DIRECTIVE 1.
Pick out every line of the listing below that contains the string "terrarium", matching case exactly, and copy each one.

EXCERPTED TEXT.

= = = =

The Sheng Xuanhuai collection contains over 70 volumes of correspondences between the entrepreneur Sheng Xuanhuai and other individuals. The texts included in the collection are digitized and are preserved in formats of images and text files. The texts are also coded with labels/variables such as title, sender name, receiver name, date, key words and locations mentioned in the texts. The digitization and transcription of the correspondences that transform these texts into machine readable formats allows researchers to conduct studies using computational text analysis and other relevant methods.

In the following sections, we demonstrate our way of importing text data to R, preparing texts for analysis, as well as exploring and visualizing texts. Basic knowledge of R will be helpful if you are to try this practice or even apply this on your own data.

Import Text

First we need to read our data (the texts - csv files are used in this demo) to R - to do so, we use setwd() function to set up the working directory, i.e., let R know the path of where we store the data on the computer, then we use read.csv() to load the data file named v36.csv to R.
# set your working directory
setwd('YOUR WORKING DIRECTORY')
# load the data in a spreadsheet to R
v36 <- read.csv('v36.csv', encoding = 'UTF-8', header=TRUE, row.names=1, stringsAsFactors=FALSE)

# view the first two rows of the data
head(v36, 2)
##                lid
## 1 36-001A-1—001A-2
## 2 36-001B-1—001B-2
##                                                                                                                                                                                                                                                                                                           ltext
## 1                                                              宮保鈞座:新正趨賀兩次,聞藎躬尚未康復,不可以風,未敢驚擾。昨往拜朱邇典。伊面稱久違侍鈞顔,欲於日內晉謁,兼答拜經方。頃接其來函,准於明日下午三句鐘來署拜謁。可否允其接見?謹請示復,以便函告該使。肅此。上叩勛祺,順頌新禧。經方謹上。初九日。
## 2 啟者:頃據民政部公啟稱:於本月十六日下午三點鐘,在部開第一次衛生會會議。請飭派出各員届時蒞會等因。査本部知醫者惟屈道永秋( 去年九月始行札調到部),及承政廳行走學部主事謝天保兩員。屈道在本部月支薪水二百兩,謝主事則於滬甯鐵路掛名,月支洋百元。此兩員在本部無事,可否派其前往會議?請酌示。經方謹上。十二日。

= = = =

MATERIAL FOR THIS TASK.
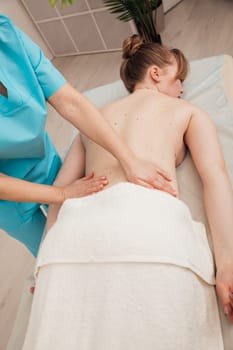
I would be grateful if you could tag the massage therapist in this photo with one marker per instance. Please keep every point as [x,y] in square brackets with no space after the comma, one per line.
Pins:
[28,159]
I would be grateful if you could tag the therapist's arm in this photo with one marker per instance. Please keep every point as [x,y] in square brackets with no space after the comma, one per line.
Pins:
[201,138]
[72,169]
[78,110]
[12,189]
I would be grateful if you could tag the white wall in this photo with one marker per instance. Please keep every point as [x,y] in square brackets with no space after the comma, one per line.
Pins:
[167,4]
[15,10]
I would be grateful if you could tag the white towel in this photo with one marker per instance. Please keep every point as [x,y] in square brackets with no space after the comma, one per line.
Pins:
[127,222]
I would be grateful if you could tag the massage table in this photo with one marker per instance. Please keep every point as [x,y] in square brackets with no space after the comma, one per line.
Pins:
[209,85]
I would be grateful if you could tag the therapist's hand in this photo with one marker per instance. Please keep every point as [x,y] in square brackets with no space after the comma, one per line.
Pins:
[84,186]
[224,286]
[149,175]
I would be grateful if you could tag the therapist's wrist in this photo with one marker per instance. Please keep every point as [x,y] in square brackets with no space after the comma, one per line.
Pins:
[59,195]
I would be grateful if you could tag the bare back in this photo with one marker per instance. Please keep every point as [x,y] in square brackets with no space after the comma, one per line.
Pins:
[152,124]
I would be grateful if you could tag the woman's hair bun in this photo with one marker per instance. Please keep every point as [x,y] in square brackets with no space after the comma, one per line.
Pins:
[131,45]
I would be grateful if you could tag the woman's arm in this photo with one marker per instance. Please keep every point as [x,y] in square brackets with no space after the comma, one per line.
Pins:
[72,169]
[17,190]
[202,140]
[77,109]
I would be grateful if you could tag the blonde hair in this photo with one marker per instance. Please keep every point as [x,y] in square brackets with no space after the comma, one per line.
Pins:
[139,56]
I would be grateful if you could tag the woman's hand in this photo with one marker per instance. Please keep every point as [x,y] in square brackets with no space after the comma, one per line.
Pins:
[84,186]
[149,175]
[224,285]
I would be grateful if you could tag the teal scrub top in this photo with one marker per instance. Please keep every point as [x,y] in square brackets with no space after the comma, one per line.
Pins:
[26,151]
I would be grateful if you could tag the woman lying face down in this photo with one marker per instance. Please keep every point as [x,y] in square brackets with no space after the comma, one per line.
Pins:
[138,249]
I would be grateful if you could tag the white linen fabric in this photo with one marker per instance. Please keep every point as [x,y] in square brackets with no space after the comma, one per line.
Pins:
[209,85]
[126,268]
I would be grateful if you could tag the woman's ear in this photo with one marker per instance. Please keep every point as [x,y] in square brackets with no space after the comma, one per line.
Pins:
[155,74]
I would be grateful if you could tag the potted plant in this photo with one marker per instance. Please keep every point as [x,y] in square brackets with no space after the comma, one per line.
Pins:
[144,13]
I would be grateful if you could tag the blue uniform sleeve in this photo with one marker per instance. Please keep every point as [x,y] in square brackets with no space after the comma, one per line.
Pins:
[49,78]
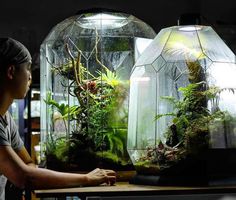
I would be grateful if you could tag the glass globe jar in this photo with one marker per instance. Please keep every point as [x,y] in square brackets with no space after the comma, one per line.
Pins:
[86,62]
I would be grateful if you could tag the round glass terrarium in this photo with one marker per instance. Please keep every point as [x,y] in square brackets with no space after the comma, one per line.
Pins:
[182,110]
[86,62]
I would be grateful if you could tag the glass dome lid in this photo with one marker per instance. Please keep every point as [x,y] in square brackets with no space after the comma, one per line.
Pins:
[103,23]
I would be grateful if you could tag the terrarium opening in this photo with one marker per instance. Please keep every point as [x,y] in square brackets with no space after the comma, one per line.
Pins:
[86,61]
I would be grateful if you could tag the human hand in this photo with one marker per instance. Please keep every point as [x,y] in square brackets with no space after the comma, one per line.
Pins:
[99,176]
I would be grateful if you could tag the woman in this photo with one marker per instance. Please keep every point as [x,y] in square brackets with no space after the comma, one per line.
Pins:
[15,163]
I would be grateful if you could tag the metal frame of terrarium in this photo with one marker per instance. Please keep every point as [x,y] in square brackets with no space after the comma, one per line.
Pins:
[85,67]
[182,110]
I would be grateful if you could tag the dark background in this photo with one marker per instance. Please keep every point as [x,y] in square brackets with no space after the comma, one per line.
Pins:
[30,21]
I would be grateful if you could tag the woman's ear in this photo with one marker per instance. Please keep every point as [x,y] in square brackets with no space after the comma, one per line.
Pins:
[11,71]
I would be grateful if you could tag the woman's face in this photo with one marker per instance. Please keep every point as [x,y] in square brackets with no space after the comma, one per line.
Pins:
[21,80]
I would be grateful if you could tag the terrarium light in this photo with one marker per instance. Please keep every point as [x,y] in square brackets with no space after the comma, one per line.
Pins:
[190,28]
[103,20]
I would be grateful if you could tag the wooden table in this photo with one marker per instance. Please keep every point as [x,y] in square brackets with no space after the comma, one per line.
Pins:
[124,189]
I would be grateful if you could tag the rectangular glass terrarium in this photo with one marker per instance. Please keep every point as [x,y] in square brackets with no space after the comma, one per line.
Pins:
[182,109]
[85,68]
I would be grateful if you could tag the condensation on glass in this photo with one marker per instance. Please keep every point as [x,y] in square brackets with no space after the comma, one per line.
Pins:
[182,101]
[86,62]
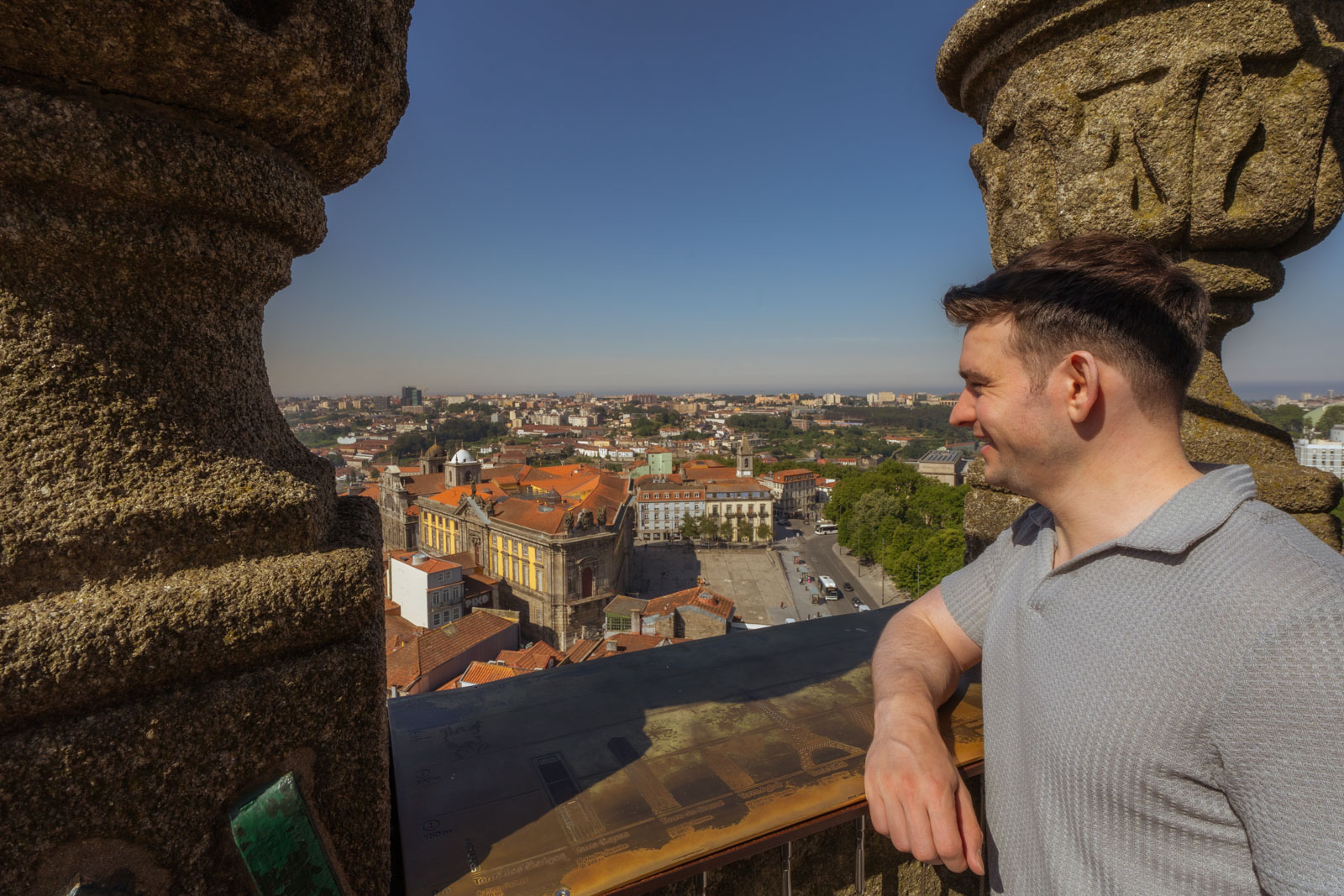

= = = =

DIRECTIVE 2.
Carry on the tutorial on analyzing the Sheng Xuanhuai correspondence in R from the point where it stops.

TASK OUTPUT 1.
I would be grateful if you could tag the round glass terrarium in this photo with one marker per instance. Please keep every point as [x,y] in square brackets with no space after the comma, one per line.
I would be grateful if you could tag the terrarium opening in this photo with one marker per instance. Please keep every point as [x,y] in square brackets with no space after the comma, one per line.
I would be grateful if you could tag the metal frame of terrarium in this photo with one marker per instance. Please keep every point as [x,y] in square brackets with no space after the comma, one per line.
I would be grateful if you could tag the terrarium light in this photo with one marker per instance. Please keep every point as [x,y] in square brackets with no space after the comma, one per line.
I would be grateful if you could tag the rectangular glass terrarium in this photo with one marker per instance. Please keep every point as [x,y] in square brackets with no space after the comma, one per line.

TASK OUTPUT 2.
There are two variables in the data: lid and ltext - they are correspondence letter ID and letter text in volume 36 of the collection. We have 245 rows in this dataset, i.e., 245 letters in this volume.

Segmenting Chinese Text

Words and terms are the basic units of many computational text analysis methods, however Chinese characters are not “naturally” divided by whitespaces like some other languages such as English. A number of methods are developed to segment Chinese characters - here we try the widely used “jieba” segmenter on our sample texts. To use the R version of jieba, install the package by running this command install.packages('jiebaR') in you R Console. Note you also need to run install.packages() for the other packages we use here in the following sections if you haven’t had them installed on your computer.
# load the "jiebaR" and "stringr" packages/libraries
library(jiebaR)
library(stringr)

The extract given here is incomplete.